■ Document passage

####

# First time training!



## T&T (Feb 28, 2008)

Lots of info on the internet ! I also like to watch "The dog whisperer" 
Just make sure it's positive, fun & enjoyable for the pup.
Good luck !


----------



## FlyingQuizini (Oct 24, 2006)

Never too early to start!

Check out Taking Care of Puppy Business. Available at www.dogwise.com. 

I start training as soon as they come home at 7 weeks!


----------



## Golden101 (Mar 29, 2008)

Thank-You. I want to know how long then took for your puppy/dog to know the basic commands (sit, roll over, stay, etc)? Did you train your puppy/dog for 1 hour per day or was it like 10-20 mins per day? Thanks again!


----------



## Swampcollie (Sep 6, 2007)

Golden101 said:


> Thank-You. I want to know how long then took for your puppy/dog to know the basic commands (sit, roll over, stay, etc)? Did you train your puppy/dog for 1 hour per day or was it like 10-20 mins per day? Thanks again!


Congratulations on the new addition!

I try to start mine by teaching them their name, then add sit, here, AHH and NO! (Ahh is a general reprimand, NO is reserved for fear of god, you're going to die type reprimands.) 
These usually take a few days to get started and understood, then it's time to add polish and duration to the commands. Training sessions should be short and offered several times each day. Four ten minute sessions is better than one forty minute session.

####

■ Given task 1
Rewrite the entries from the line with "form: point(163, 108)." to the line with "point(2, 150)" as a numbered list, leaving out blank lines and including nothing else.
The forum thread and the entries come from unrelated sources.

####

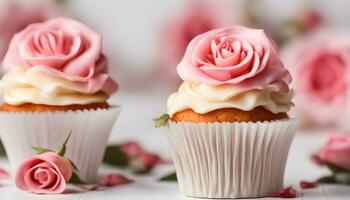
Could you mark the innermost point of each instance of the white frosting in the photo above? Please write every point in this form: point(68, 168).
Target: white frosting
point(30, 85)
point(203, 98)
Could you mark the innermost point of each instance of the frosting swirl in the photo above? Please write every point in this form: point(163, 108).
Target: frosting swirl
point(34, 86)
point(203, 98)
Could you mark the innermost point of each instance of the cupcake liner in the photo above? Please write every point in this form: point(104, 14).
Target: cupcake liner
point(86, 146)
point(230, 160)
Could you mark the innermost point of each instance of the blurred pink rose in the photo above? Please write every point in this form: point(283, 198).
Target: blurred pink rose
point(336, 151)
point(320, 66)
point(112, 180)
point(16, 16)
point(198, 16)
point(139, 158)
point(46, 173)
point(309, 19)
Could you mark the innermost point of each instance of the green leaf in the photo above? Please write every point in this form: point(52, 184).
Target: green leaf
point(63, 148)
point(75, 179)
point(169, 177)
point(40, 150)
point(74, 166)
point(161, 121)
point(115, 157)
point(326, 179)
point(2, 150)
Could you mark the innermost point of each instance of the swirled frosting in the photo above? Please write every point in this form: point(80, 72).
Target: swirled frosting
point(31, 85)
point(203, 98)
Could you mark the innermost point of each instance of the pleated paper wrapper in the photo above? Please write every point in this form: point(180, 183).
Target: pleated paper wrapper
point(230, 160)
point(86, 146)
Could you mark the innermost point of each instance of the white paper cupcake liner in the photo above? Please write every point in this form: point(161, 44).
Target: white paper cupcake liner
point(86, 147)
point(230, 160)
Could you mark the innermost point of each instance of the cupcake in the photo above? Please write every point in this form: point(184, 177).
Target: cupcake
point(55, 81)
point(227, 124)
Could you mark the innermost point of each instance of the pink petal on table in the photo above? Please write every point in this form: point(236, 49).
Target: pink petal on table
point(307, 185)
point(111, 180)
point(288, 192)
point(4, 173)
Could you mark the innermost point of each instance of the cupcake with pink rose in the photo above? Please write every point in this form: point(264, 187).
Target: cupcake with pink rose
point(227, 124)
point(55, 81)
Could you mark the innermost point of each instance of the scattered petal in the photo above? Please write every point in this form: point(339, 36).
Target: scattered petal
point(307, 185)
point(4, 173)
point(288, 192)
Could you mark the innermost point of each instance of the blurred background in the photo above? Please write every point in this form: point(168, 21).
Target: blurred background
point(145, 40)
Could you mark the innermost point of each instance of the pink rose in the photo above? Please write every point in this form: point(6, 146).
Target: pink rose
point(233, 55)
point(336, 151)
point(310, 20)
point(112, 180)
point(198, 16)
point(320, 64)
point(25, 14)
point(46, 173)
point(62, 48)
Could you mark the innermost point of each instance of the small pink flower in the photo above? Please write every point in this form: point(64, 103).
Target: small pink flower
point(46, 173)
point(11, 23)
point(307, 185)
point(150, 160)
point(320, 65)
point(315, 158)
point(64, 48)
point(235, 55)
point(198, 16)
point(285, 193)
point(4, 173)
point(336, 151)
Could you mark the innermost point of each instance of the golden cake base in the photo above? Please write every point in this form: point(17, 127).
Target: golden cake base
point(228, 115)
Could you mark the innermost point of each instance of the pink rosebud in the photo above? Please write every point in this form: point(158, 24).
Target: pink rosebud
point(320, 64)
point(132, 149)
point(310, 19)
point(307, 185)
point(336, 151)
point(46, 173)
point(285, 193)
point(112, 180)
point(4, 173)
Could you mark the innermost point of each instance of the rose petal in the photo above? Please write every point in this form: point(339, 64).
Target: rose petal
point(285, 193)
point(307, 185)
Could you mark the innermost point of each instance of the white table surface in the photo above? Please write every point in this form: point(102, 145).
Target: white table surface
point(299, 167)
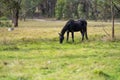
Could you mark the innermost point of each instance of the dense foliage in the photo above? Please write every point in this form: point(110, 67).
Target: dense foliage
point(61, 9)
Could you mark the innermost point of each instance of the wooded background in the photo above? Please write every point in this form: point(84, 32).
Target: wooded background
point(59, 9)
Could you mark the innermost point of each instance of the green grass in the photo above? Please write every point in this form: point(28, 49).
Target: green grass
point(33, 52)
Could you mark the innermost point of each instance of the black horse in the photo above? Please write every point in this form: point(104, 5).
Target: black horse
point(74, 26)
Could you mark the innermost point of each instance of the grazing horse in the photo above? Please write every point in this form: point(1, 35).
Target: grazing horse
point(74, 26)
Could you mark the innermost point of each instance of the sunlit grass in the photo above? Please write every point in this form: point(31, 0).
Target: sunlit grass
point(32, 52)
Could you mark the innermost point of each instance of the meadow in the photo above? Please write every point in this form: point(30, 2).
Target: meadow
point(32, 52)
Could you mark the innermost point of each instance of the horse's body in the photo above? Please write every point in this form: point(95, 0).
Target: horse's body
point(74, 26)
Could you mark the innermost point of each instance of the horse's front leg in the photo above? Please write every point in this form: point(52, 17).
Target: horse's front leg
point(67, 36)
point(73, 36)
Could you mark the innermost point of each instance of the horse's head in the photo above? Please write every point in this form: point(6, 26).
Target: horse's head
point(61, 38)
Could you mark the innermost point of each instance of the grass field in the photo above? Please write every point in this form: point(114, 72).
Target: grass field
point(32, 52)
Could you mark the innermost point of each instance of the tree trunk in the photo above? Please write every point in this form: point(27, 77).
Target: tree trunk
point(112, 12)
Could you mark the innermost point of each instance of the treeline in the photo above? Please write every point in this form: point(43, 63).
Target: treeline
point(59, 9)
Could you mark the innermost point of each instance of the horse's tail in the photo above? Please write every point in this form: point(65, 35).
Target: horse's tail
point(85, 25)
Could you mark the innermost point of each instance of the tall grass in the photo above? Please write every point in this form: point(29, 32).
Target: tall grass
point(32, 52)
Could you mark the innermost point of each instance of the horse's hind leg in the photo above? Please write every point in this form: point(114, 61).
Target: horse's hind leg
point(86, 35)
point(67, 36)
point(73, 36)
point(82, 33)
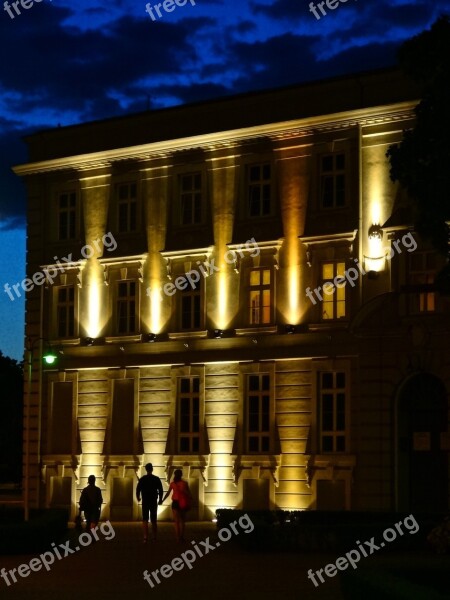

####

■ Given task 2
Reproduce the puppy training thread word for word from "## T&T (Feb" to "early to start!".

■ Answer 1
1. Could you mark the innermost point of each instance of the frosting swirl in the photo above? Please write every point in this form: point(163, 108).
2. Target: frosting swirl
3. point(34, 86)
4. point(203, 98)
5. Could you mark the innermost point of each instance of the cupcake liner in the photo above? Please write every point in this form: point(104, 14).
6. Target: cupcake liner
7. point(86, 146)
8. point(230, 160)
9. Could you mark the innermost point of each instance of the blurred pink rose in the photo above? Please write every point in this form: point(283, 198).
10. Target: blurred pink rose
11. point(336, 151)
12. point(320, 66)
13. point(112, 180)
14. point(16, 16)
15. point(198, 16)
16. point(139, 158)
17. point(46, 173)
18. point(309, 19)
19. Could you mark the innermost point of each instance of the green leaf in the photo above? Please write every point in this form: point(52, 184).
20. Target: green leaf
21. point(63, 148)
22. point(75, 179)
23. point(169, 177)
24. point(40, 150)
25. point(74, 166)
26. point(161, 121)
27. point(115, 157)
28. point(326, 179)
29. point(2, 150)

■ Answer 2
## T&T (Feb 28, 2008)

Lots of info on the internet ! I also like to watch "The dog whisperer" 
Just make sure it's positive, fun & enjoyable for the pup.
Good luck !


----------



## FlyingQuizini (Oct 24, 2006)

Never too early to start!